Point-per-instance localization data:
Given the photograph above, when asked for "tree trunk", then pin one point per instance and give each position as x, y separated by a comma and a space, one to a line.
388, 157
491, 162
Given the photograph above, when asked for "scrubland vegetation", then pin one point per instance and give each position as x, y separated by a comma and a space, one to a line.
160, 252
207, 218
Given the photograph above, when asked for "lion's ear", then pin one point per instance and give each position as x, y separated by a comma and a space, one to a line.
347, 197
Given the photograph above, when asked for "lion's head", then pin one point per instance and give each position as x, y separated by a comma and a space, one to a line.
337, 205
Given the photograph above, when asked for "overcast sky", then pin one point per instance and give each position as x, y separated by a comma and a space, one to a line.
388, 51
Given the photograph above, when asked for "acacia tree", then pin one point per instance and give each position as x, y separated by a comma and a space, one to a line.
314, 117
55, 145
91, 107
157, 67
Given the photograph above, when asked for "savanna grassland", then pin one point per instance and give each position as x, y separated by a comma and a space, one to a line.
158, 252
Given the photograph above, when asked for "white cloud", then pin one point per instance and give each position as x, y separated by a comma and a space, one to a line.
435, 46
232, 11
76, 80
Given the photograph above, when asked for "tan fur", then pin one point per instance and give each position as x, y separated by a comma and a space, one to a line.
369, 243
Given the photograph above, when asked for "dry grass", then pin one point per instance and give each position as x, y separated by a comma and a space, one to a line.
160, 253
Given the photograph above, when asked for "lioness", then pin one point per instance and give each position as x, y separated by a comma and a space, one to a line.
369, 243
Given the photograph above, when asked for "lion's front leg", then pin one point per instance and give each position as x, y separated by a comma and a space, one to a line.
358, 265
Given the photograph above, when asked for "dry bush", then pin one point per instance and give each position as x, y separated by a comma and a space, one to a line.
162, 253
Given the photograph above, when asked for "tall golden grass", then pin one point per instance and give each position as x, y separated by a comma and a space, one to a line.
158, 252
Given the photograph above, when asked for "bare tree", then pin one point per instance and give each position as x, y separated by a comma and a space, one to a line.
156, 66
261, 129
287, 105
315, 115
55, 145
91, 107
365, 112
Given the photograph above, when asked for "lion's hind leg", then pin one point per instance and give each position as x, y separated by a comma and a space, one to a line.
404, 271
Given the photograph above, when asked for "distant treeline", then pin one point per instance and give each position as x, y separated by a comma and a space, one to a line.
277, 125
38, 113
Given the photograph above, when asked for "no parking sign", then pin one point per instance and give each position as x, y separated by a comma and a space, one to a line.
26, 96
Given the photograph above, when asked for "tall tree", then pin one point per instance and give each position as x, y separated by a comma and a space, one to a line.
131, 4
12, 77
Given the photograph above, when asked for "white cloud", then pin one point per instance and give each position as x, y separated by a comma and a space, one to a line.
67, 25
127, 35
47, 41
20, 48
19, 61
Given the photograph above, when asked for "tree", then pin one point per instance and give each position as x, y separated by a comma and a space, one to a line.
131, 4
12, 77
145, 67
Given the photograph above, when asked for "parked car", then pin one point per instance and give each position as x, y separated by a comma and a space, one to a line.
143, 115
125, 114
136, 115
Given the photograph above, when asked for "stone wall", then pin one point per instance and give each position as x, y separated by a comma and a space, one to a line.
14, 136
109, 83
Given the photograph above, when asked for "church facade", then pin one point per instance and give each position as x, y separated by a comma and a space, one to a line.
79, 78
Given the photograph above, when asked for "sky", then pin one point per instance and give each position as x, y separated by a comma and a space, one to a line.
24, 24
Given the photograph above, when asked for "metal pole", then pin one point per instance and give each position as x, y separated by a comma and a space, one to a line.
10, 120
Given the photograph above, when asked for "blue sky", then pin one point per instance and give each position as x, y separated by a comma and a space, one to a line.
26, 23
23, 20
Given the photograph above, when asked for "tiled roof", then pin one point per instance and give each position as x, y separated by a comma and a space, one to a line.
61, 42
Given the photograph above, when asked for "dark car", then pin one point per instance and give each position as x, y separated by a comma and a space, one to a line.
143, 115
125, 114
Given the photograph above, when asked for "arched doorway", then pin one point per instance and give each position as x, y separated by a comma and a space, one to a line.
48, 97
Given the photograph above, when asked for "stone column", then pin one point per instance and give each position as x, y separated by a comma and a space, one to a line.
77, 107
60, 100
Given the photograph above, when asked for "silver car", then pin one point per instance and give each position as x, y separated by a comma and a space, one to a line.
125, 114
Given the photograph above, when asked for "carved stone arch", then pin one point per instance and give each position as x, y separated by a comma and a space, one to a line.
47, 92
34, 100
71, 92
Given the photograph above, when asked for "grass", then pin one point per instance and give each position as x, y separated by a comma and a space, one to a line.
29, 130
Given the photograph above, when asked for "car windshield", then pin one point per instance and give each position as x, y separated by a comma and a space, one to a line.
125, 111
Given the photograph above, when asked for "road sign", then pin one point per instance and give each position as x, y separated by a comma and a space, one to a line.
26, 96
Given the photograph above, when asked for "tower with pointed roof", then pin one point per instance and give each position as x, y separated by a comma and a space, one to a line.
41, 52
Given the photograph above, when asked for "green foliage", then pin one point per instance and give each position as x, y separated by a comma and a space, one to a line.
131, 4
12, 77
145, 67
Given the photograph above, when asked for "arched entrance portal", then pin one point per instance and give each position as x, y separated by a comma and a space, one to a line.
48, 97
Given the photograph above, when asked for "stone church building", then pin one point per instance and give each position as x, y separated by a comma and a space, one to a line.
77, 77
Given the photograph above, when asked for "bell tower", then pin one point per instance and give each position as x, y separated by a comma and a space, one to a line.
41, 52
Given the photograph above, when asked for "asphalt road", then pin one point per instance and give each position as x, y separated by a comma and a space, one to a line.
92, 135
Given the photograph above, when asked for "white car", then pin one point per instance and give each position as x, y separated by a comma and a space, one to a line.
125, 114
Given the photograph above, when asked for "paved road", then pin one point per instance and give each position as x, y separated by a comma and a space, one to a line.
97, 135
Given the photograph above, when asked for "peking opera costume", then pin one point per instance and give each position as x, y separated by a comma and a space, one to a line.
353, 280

_Directions for this task_.
In full and exactly as written, repeat the data.

_Written solution_.
Given the photograph above, when asked for "tree trunk", then pin one point per instance and give each position as x, y separated by a comma and a space, one to a line.
388, 157
491, 162
Given the photograph above, when asked for "scrubland vegetation", then pin one point per instance and give each position as x, y separated by a comma and a space, one to a line.
160, 252
207, 218
Given the photograph above, when asked for "lion's ear", then pin one point per instance and give each position as x, y separated by a comma and a space, one to a line.
347, 197
Given the photograph above, when asked for "lion's head", then pin one point per instance and give each position as x, y separated by a comma and a space, one to a line.
337, 205
Given the photograph above, when asked for "overcast sky", then pin one point per instance and give each position as x, y separated by a comma and a space, one to a line.
388, 51
Given the photograph above, when asked for "acacia tree", then pin one point per instance and give each position as x, y separated by a comma and a space, one to a line.
314, 117
55, 145
91, 107
157, 67
Given the photograph above, when asked for "savanna grassland", then pin one point per instance and give each position as x, y separated by a comma and a space, one to a line.
158, 252
Given the photograph above, when asked for "white cloud", then pin one point per instance and give each position as x, y separated by a comma and a space, one to a line.
435, 46
232, 11
76, 80
Given the photograph above, when asked for "tan fur", then pin one point per instance and give each position as x, y separated by a comma and a space, one to a line.
369, 243
Given the photograph above, when asked for "dry grass", then pin one point per instance and give each position as x, y separated by a comma and a space, one to a line.
160, 253
Given the photograph above, when asked for "lioness", then pin one point per instance and give each position as x, y separated by a comma and a space, one to a line.
369, 243
Given the photograph above, when asked for "lion's front leg", then pin one point per instance and give each position as x, y separated by a comma and a space, one to a line.
358, 265
Given the photograph above, when asked for "dry bush", then pin one point per instance and give each position as x, y separated by a comma and a space, one to a line.
162, 253
Given the photograph above, when asked for "tall golden grass", then pin one point per instance and give each position as x, y separated by a comma and a space, one to a line.
158, 252
Given the photograph above, when asked for "bare tree", then pin one point per instance and give each position as x, y separated by a comma and a space, one to a line.
156, 66
261, 129
287, 105
315, 115
55, 145
91, 107
365, 112
Given the photograph above, when asked for "lion's hind leg", then pin one point per instance and give each position as x, y separated by a comma and a space, one to a line.
404, 271
Given the photograph above, when asked for "distant treeline", then pin one point per instance and give each position as x, y separated by a comma and a space, one to a line.
277, 125
38, 113
Given the photograph above, when asked for "no parking sign", then pin one point per instance and give each position as x, y separated by a comma and a space, one to a line.
26, 96
Given the photograph above, when asked for "tall tree", then pin one point per instance and give each position as x, y separated by a comma and a space, one to a line.
131, 4
12, 77
Given the photograph above, when asked for "white cloud", then pin one point per instance and give each position as x, y separated by a comma and a space, one to a line.
67, 25
127, 35
47, 41
20, 48
19, 61
Given the photograph above, when asked for "tree", then pin one point per instance and give each position as x, y separated by a comma and a space, one to a line.
131, 4
12, 77
145, 67
Given the photograph above, when asked for "parked car", then pin one point per instance and give each position as x, y separated by a comma and a space, one to a line.
143, 115
125, 114
136, 115
Given the photograph above, when asked for "stone wall", then pin one point per instance and give each position as x, y separated by a comma and a space, one to a line.
14, 136
109, 83
Given the photograph above, when asked for "church facade", then pin one point per instance and give each position as x, y separated by a comma and a space, one to a line.
79, 78
Given the photograph above, when asked for "sky", then pin one point per instance and give each position as x, y separated by a comma and a space, one to a line.
24, 24
Given the photograph above, when asked for "metal pole", then pin one point per instance and give each position as x, y separated by a comma and a space, one to a line.
10, 120
Given the photograph above, when asked for "blue sky", then pin one point per instance and give each position as x, y separated by a comma and a space, one to a line.
26, 23
23, 20
Given the photograph above, when asked for "tiled roof", then pin one point per instance and give each position as x, y separated by a comma and a space, one to a line.
61, 42
Given the photograph above, when asked for "dark car", then pin one point per instance and give each position as x, y separated by a comma and a space, one to a line.
143, 115
125, 114
Given the photograph above, when asked for "arched doorway", then pin one point per instance and give each position as x, y separated by a comma and a space, one to a line.
48, 97
Given the photograph above, when asked for "stone column", then pin one point per instance and give each position as x, y separated by a comma and a space, one to a line.
77, 107
60, 100
Given the photograph above, when asked for "silver car", then pin one point per instance and give each position as x, y separated by a comma and a space, one to a line.
125, 114
Given the photograph above, when asked for "carved stone arch", then pin one point per instance and give each position as x, y separated by a comma and a space, one to a line.
47, 92
34, 100
71, 92
Given the photograph above, when asked for "grass", then pin one point per instance and give each position as x, y separated by a comma and a space, one to a line.
29, 130
Given the photograph above, when asked for "car windshield", then pin one point per instance and give each position as x, y separated by a comma and a space, one to a line.
125, 111
Given the photograph above, when asked for "road sign", then pin one point per instance and give each position as x, y separated by a comma and a space, one to a line.
26, 96
Given the photograph above, when asked for "tower with pointed roof", then pin one point per instance and give each position as x, y separated by a comma and a space, one to a line.
41, 52
Given the photograph above, when asked for "green foliage", then pin one point per instance and give each position as x, y separated by a comma and a space, one to a line.
131, 4
12, 77
145, 67
Given the photograph above, when asked for "arched entrance portal", then pin one point per instance and give each position as x, y separated by a comma and a space, one to a line.
48, 97
Given the photograph above, when asked for "stone church building", then pin one point per instance and give each position as x, y separated by a comma and a space, one to a line.
77, 77
Given the photograph above, when asked for "bell tower", then pin one point per instance and give each position as x, y separated by a comma and a space, one to a line.
41, 52
Given the photograph above, when asked for "asphalt road", then pin one point per instance and give each position as x, y separated by a comma and a space, one to a line.
92, 135
Given the photograph above, when asked for "white car", then pin one point per instance and give each position as x, y separated by a comma and a space, one to a line.
125, 114
Given the photograph above, when asked for "paved road", then pin one point per instance and give each position as x, y separated by a comma and a space, one to a line.
97, 135
Given the photograph above, when asked for "peking opera costume", then pin one point per instance and give each position as x, y separated by a comma and a space, one to a line.
353, 280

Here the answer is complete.